In today’s world, Dr. Konner decries the horrors currently inflicted on women world-wide, including—but not limited to—female genital cutting as well as outright rape and murder. A notable omission is the extent to which religious fundamentalisms are especially oppressive of women. This has been true of Christianity, Islam and Judaism in certain times and places; given the prominence of female gods in that vast pantheon labelled Hinduism, one might hope for some departure from this dreary monotheistic pattern. Yet the Indian history of suttee and of child brides augurs otherwise. Genuine women’s liberation, it seems, would require human liberation from rigid fundamentalisms of any sort, even perhaps from some brands of feminism. You might want to argue with the seeming stridency of Dr. Konner’s thesis, but if so, you need to read his book first.
“Women After All” reflects the author’s outrage at the indignities and brutalities to which women are subjected. But he also makes a cogent and passionate case that by improving the status of women, the world will be made better for men, too. In other words, Dr. Konner doesn’t literally call for the end of men, although he does indulge in genuinely hilarious fantasizing in that regard. He does, however, predict quite seriously the coming end of male oppression of women, which, intriguingly, involves less male oppression of men, too. Unfortunately, however, he doesn’t describe or advise exactly how this blessed change is to take place, leaving the impression that it is part of the inevitable march of 21st century modernism, thus consistent with Steve Pinker’s argument in “The Better Angels of our Nature.” As for why such changes are highly likely, Dr. Konner emphasizes that in addition to long-overdue recognition of basic decency and fairness, the advent of machinery has made the ancient male advantage in brute physical strength largely irrelevant. One might add that the spread of monogamy has been an equalizing factor.
Dr. Konner regards the future with hope. “As women gain in influence,” he writes, “the world will become more democratic, more socially compassionate, more equal, less discriminatory, less sexually casual, and less pornographic.” Medical practice, along with veterinary, dental and law, was once an almost exclusively male preserve. No longer. It remains to be seen whether the upcoming generation of woman doctors, dentists, lawyers and veterinarians—not to mention physicists, chemists, mathematicians, computer scientists, politicians and, yes, soldiers, sailors and pilots—will generate a professional cohort that is more competent, compassionate, thoughtful and socially responsible. I’m betting yes.

—Mr. Barash is an evolutionary biologist and professor of psychology at the University of Washington. His most recent book is “Buddhist Biology.”
=====
### Parts of the exercise
1: According to the quotation in the review, what changes does Dr. Konner predict for the world as women gain in influence? List them all.
2: In the review, what does Dr. Konner say has made the ancient male advantage in brute physical strength largely irrelevant?
None of the tasks draws on the entries.

### Natural-language object grounding data
=====
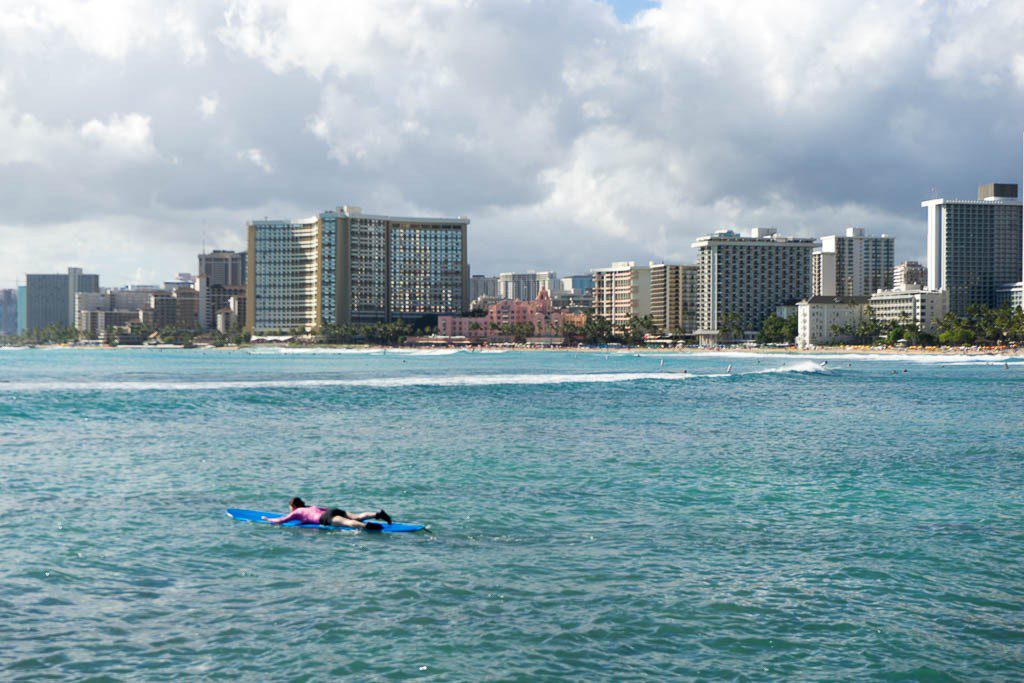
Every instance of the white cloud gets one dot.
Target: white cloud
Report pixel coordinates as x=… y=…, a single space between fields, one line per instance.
x=126 y=135
x=255 y=157
x=569 y=138
x=208 y=104
x=111 y=29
=====
### Per-task outputs
1:
- More democratic
- More socially compassionate
- More equal
- Less discriminatory
- Less sexually casual
- Less pornographic

2: The advent of machinery.